# [What you should do]
Please copy the listing below word for word, from its first line through the line containing "116L173 111L183 106L170", including that line.

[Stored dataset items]

○ ○ ○ ○

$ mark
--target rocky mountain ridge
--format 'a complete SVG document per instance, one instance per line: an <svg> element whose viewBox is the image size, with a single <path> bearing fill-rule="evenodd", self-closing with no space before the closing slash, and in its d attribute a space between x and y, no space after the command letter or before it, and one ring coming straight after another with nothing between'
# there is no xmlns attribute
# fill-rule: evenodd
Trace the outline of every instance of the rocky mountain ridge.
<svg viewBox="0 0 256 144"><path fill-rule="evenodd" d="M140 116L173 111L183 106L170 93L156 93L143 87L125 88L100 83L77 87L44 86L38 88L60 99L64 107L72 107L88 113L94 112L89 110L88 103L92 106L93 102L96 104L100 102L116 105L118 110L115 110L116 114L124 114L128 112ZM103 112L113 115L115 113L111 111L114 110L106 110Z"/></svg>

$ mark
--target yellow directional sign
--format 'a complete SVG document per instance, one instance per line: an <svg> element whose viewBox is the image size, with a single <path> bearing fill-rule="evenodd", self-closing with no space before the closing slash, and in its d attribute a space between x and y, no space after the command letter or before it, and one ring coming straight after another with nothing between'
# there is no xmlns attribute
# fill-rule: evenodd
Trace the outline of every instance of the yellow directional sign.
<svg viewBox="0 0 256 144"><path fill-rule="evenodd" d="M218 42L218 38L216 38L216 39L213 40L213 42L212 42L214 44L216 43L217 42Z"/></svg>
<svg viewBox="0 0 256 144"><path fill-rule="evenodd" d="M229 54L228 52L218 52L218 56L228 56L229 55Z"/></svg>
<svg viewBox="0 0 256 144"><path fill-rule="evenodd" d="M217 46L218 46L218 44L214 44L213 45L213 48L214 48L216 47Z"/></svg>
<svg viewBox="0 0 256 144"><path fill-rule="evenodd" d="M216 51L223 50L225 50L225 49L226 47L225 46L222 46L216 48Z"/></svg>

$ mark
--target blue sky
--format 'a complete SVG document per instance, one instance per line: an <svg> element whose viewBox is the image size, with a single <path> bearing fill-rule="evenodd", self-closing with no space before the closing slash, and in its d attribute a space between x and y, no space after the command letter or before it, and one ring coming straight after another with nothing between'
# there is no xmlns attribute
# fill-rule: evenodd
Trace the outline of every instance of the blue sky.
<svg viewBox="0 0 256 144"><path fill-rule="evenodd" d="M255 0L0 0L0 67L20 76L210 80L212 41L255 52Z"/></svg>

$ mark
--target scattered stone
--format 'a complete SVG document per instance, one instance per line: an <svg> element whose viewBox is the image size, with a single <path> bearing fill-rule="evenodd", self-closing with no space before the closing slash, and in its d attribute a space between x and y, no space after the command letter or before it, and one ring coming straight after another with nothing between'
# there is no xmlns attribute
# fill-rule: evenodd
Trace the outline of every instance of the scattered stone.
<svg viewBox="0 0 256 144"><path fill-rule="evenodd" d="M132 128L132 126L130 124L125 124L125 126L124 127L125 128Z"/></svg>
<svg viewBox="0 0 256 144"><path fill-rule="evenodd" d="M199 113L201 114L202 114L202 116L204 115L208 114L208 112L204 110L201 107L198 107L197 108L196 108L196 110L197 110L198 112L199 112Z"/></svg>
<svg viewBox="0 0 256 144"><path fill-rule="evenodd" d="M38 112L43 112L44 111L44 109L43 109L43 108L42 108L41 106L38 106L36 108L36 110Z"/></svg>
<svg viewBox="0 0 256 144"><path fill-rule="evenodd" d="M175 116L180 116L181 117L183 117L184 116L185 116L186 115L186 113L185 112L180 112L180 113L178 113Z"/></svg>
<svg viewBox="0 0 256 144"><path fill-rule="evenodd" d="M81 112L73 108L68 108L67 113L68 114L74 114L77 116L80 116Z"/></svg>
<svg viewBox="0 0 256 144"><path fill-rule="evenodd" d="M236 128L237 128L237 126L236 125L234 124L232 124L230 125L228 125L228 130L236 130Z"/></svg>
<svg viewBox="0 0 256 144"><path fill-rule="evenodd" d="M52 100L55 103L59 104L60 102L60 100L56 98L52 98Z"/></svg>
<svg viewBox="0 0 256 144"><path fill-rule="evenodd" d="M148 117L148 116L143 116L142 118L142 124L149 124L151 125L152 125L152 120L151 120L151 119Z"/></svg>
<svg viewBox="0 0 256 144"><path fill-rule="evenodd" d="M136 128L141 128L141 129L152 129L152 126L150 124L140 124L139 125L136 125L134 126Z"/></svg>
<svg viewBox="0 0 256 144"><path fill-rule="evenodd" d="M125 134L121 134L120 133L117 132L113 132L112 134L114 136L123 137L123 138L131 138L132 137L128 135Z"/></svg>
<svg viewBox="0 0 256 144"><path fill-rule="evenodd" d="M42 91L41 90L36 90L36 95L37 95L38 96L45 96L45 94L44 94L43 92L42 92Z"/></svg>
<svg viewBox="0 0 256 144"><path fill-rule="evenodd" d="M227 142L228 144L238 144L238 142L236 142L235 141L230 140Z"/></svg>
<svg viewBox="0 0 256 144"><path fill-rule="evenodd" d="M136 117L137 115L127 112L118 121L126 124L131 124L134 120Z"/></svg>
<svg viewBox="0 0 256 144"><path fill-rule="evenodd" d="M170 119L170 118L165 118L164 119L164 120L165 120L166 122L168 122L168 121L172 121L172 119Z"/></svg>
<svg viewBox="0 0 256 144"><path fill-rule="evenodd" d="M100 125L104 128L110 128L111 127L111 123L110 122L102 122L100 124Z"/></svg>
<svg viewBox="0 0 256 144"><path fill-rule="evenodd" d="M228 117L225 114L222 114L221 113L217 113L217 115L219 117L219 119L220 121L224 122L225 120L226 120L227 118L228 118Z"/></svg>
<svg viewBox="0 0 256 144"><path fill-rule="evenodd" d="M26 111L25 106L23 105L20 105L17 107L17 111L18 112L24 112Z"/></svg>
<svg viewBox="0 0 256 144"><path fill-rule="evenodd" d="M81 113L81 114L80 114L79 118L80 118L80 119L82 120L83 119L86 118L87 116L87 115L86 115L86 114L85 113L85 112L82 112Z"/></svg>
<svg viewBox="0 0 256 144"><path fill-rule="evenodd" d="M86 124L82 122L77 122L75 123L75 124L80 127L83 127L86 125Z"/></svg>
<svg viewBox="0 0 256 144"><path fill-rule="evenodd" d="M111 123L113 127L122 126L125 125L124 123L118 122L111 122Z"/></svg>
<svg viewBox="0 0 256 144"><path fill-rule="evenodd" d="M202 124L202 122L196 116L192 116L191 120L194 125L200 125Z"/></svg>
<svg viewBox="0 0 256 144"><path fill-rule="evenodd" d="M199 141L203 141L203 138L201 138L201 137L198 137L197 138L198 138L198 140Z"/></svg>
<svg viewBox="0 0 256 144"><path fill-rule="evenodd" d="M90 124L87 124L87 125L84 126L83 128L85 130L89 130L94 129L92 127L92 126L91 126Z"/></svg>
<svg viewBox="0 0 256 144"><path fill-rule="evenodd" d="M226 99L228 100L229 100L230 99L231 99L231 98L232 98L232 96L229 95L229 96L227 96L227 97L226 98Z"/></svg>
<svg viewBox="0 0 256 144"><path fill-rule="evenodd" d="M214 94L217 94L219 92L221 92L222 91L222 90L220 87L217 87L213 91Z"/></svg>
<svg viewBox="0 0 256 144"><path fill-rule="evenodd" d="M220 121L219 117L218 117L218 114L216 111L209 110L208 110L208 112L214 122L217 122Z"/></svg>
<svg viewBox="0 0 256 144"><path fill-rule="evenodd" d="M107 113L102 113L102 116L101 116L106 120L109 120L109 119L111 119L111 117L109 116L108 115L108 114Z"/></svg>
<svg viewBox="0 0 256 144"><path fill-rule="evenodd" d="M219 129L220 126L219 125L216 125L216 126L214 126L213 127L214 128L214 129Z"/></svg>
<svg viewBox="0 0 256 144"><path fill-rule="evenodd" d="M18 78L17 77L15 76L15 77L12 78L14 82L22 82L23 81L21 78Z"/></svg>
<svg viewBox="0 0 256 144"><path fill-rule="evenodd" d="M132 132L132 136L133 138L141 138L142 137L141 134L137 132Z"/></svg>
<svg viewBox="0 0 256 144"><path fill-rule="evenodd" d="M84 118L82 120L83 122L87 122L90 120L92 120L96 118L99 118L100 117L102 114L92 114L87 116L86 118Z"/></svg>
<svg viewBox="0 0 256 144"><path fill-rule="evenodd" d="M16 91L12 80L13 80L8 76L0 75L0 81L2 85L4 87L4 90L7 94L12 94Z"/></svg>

○ ○ ○ ○

# [Answer for this exercise]
$ mark
--target rocky mountain ridge
--format 'a complete SVG document per instance, one instance per line: an <svg> element whose viewBox is the image size, with a single <path> bearing fill-rule="evenodd", self-closing with no space before the closing slash, and in its d attribute a space between x and y, no space after the command letter or before it, and one ring coming straight after another with nothing between'
# there is no xmlns attribute
# fill-rule: evenodd
Trace the outline of every instance of the rocky mountain ridge.
<svg viewBox="0 0 256 144"><path fill-rule="evenodd" d="M140 116L173 111L183 106L170 93L156 93L143 87L125 88L100 83L77 87L44 86L38 88L60 99L64 107L72 107L88 113L94 112L89 110L88 103L92 106L93 102L96 104L100 102L116 105L118 110L115 110L116 114L124 114L128 112ZM103 112L113 115L115 113L111 111L114 110L106 110Z"/></svg>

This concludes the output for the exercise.